#### EXERCISE DATA:

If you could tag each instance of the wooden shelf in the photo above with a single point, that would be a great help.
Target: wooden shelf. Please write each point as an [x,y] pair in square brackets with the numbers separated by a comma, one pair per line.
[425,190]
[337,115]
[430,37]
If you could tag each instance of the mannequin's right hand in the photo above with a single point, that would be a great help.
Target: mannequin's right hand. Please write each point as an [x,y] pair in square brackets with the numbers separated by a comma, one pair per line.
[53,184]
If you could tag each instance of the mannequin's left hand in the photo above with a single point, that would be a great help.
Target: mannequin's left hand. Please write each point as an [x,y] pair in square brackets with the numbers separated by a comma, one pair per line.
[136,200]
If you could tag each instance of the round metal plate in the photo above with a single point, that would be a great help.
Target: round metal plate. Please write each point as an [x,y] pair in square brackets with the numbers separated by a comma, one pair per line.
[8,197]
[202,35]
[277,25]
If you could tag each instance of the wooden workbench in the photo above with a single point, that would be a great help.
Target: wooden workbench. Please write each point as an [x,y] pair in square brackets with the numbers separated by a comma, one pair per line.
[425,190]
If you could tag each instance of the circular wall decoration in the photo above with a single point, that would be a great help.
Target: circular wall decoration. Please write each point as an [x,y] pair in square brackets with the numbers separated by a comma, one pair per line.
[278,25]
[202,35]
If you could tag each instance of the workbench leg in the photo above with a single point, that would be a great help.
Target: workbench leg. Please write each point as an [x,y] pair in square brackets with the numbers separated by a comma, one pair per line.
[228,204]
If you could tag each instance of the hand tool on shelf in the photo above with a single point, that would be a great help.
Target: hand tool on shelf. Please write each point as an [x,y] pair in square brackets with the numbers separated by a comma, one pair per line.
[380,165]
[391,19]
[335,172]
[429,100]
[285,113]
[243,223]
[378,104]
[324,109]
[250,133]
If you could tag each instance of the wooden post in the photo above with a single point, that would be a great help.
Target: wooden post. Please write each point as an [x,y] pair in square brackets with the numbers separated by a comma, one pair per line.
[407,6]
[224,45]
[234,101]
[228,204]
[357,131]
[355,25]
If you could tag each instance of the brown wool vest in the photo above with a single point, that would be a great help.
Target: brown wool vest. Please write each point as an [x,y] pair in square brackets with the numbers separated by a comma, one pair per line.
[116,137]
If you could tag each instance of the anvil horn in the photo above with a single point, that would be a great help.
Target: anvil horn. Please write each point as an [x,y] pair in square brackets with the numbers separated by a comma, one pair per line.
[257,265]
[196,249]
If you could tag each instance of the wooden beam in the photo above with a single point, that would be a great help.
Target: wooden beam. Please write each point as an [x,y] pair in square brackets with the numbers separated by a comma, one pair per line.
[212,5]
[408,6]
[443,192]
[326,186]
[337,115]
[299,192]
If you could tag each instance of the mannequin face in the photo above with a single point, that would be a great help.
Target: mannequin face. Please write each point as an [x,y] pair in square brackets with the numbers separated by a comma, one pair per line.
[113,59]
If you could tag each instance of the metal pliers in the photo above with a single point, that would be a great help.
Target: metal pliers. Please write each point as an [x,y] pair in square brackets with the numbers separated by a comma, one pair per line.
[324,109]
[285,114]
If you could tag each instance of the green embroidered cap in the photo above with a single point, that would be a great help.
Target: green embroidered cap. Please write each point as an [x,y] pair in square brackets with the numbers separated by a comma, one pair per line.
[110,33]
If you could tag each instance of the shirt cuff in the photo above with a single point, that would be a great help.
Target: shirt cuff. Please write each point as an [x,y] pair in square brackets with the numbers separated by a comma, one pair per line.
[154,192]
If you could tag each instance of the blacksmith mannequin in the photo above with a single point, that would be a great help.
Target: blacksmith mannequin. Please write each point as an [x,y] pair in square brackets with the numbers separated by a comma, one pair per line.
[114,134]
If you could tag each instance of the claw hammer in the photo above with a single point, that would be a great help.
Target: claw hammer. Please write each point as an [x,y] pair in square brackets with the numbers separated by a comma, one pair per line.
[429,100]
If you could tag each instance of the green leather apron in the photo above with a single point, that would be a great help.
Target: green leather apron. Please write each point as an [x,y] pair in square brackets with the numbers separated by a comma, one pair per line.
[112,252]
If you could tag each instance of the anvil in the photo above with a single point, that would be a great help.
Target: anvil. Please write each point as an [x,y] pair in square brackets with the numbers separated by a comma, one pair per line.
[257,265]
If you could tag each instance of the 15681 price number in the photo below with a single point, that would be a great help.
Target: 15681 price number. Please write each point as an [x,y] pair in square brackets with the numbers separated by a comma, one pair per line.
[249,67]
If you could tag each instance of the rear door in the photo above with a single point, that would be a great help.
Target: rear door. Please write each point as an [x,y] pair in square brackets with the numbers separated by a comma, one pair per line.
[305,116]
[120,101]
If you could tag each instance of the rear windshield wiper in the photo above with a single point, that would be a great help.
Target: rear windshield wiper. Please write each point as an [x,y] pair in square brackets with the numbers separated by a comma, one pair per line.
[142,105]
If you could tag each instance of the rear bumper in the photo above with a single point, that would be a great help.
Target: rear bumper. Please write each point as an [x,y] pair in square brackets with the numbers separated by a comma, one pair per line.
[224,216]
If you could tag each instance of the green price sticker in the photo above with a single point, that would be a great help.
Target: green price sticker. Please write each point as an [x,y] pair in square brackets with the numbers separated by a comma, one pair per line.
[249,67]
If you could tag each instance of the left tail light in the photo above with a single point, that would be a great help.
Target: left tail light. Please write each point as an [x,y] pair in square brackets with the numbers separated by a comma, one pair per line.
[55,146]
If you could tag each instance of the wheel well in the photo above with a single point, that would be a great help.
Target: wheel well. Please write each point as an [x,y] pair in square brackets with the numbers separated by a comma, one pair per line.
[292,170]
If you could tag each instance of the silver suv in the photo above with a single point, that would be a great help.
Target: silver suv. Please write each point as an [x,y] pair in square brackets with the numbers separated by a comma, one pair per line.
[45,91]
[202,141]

#### WHAT THIS TASK INVOLVES:
Write out the listing once more, matching it exactly.

#### ANSWER IN FULL:
If you could tag each instance of the wooden shelf in the photo above with a single point, that would be a great help.
Target: wooden shelf. Please write each point as an [x,y] pair in square brackets with the numbers separated by a comma, one pair per line.
[425,190]
[337,115]
[430,37]
If you could tag each instance of the mannequin's right hand in the photo above with a single point, that would be a great help.
Target: mannequin's right hand. Please write each point as an [x,y] pair in square brackets with the numbers separated by a comma, one pair per line.
[53,184]
If you could tag each instance of the mannequin's left hand in the photo above with a single point, that would be a great help.
Target: mannequin's left hand. Please write each point as an [x,y] pair in square brackets with the numbers separated by a comma, one pair per line.
[136,200]
If you could tag each instance of the round metal plate in the photo above with a single point, that would be a great help.
Target: round metal plate. Please write each point as an [x,y] pair in square brackets with the numbers separated by a comma, one pair per line.
[8,197]
[202,35]
[277,25]
If you could tag each instance of the wooden workbench in the photo above with a single point, that would be a great help.
Target: wooden workbench. Please write each point as an [x,y] pair in square brackets with the numbers separated by a comma, one pair per line.
[425,190]
If you could tag each instance of the circular wall decoration in the photo above with a single point, that would be a great help.
Target: circular wall decoration. Please write each point as an [x,y] pair in square brackets with the numbers separated by a comma, one pair per line.
[278,25]
[202,35]
If you could tag each instance of the workbench leg in the photo above with a single point, that would be a great help.
Target: workbench leg. Please write each point as an [x,y] pair in square brackets with the numbers separated by a comma, one pair per line.
[228,204]
If you could tag each instance of the hand tool on shelf in the photo above with a single point, that would be a great help.
Target: hand tool on shelf. Please write each point as an [x,y] pair in square brackets with the numbers separated by a comma, one pair per line.
[380,165]
[391,19]
[335,172]
[429,100]
[285,113]
[243,223]
[378,104]
[324,109]
[250,133]
If you could tag each instance of the wooden post in the photo above with a single point, that would be a great help.
Target: wooden post. Please write each point as an [x,y] pair in square brackets with the numbers separated by a comma, one pair per line.
[407,6]
[224,45]
[234,101]
[228,204]
[357,131]
[355,25]
If you could tag each instance of the brown wool vest in the photo above with a single point, that would be a great help.
Target: brown wool vest. Please write each point as an [x,y] pair in square brackets with the numbers separated by a comma, one pair per line.
[116,137]
If you could tag each instance of the anvil horn in the photo above with a single point, that would be a great help.
Target: anvil horn. Please write each point as an [x,y] pair in square brackets with the numbers separated by a comma, one pair per line.
[257,265]
[196,249]
If you could tag each instance of the wooden beam in the photo above with a single point, that would be a great help.
Target: wooden beam. Please write each point as an [x,y] pair in square brackets with the numbers separated by a comma, one pair per line.
[212,5]
[408,6]
[443,192]
[326,186]
[337,115]
[299,192]
If you could tag each instance of the mannequin face in the photo above with a single point, that would be a great help.
Target: mannequin face. Please write each point as an [x,y] pair in square brackets with the numbers separated by a comma, one pair per line.
[113,59]
If you could tag each instance of the metal pliers in the photo above with a single point, that would be a great help.
Target: metal pliers. Please write each point as an [x,y] pair in square brackets with the numbers separated by a comma, one pair per line.
[324,109]
[285,114]
If you could tag each instance of the green embroidered cap in the photo above with a single point, that would be a great help.
Target: green embroidered cap. Please write each point as an [x,y] pair in square brackets with the numbers separated by a comma, one pair per line.
[110,33]
If you could tag each instance of the shirt cuff in the photo above with a single point, that would be a great help.
Target: shirt cuff. Please write each point as an [x,y] pair in square brackets with the numbers separated by a comma, one pair per line.
[154,192]
If you could tag each instance of the blacksmith mannequin in the photo above with a single point, that would be a great help.
Target: blacksmith mannequin. Please write each point as an [x,y] pair in square brackets with the numbers separated by a comma, one pair per line.
[114,134]
If you could tag each instance of the claw hammer in the photo above with a single point, that would be a great help.
Target: claw hammer. Please write each point as an [x,y] pair in square brackets with the numbers separated by a comma, one pair per line.
[429,100]
If you could tag each instance of the green leather apron in the photo above with a single point, that would be a great help.
Target: green leather apron. Please write each point as an [x,y] pair in square brackets with the numbers separated by a comma, one pair per line.
[112,252]
If you could tag each instance of the anvil in the photo above with a single point, that would be a great help.
Target: anvil. Please write each point as an [x,y] pair in square brackets with the numbers separated by a comma, one pair per line.
[257,265]
If you could tag each instance of the 15681 price number in the photo below with a single point, that would be a great help.
Target: 15681 price number. Please write each point as an [x,y] pair in square brackets with the numbers separated by a comma, one pair per line.
[249,67]
If you could tag each instance of the rear door in the photo above with a single point, that would be a great help.
Target: rear door. Please write each point as an [x,y] pair in square brackets with the numbers separated by a comma, one pair per line.
[305,116]
[120,101]
If you could tag each instance of the rear windshield wiper in the photo above with a single point, that would be a great help.
Target: rear windshield wiper. Please write each point as an [x,y] pair in square brackets with the numbers separated by a comma, one pair per line.
[142,105]
If you could tag each instance of the rear bumper in the photo above with a single point, that would be a great help.
Target: rear bumper. Please write each point as an [x,y] pair in square brackets with the numbers separated by a comma, one pair per line.
[224,216]
If you could tag each instance of the green price sticker in the photo above with a single point, that would be a great help.
Target: green price sticker. Please write each point as an [x,y] pair in square brackets with the numbers separated by a comma, one pair per line.
[249,67]
If you could tag each instance of the left tail light in the photo above with a single point, that would be a great help.
Target: left tail light. Please write each point as an [x,y] pair in square brackets with the numbers separated by a comma, one pair per line.
[55,146]
If you could tag each instance of the wheel well in the photo above with a single point, that would be a great help.
Target: wheel well. Please write each point as an [x,y] pair in square brackets with the numbers separated by a comma, one pair per line.
[292,170]
If you could tag each instance of the silver suv in the photo above with a single point, that would be a great help.
Target: silver suv. Please write each point as an [x,y] pair in square brackets with the numbers separated by a comma, one pair per line.
[45,91]
[202,141]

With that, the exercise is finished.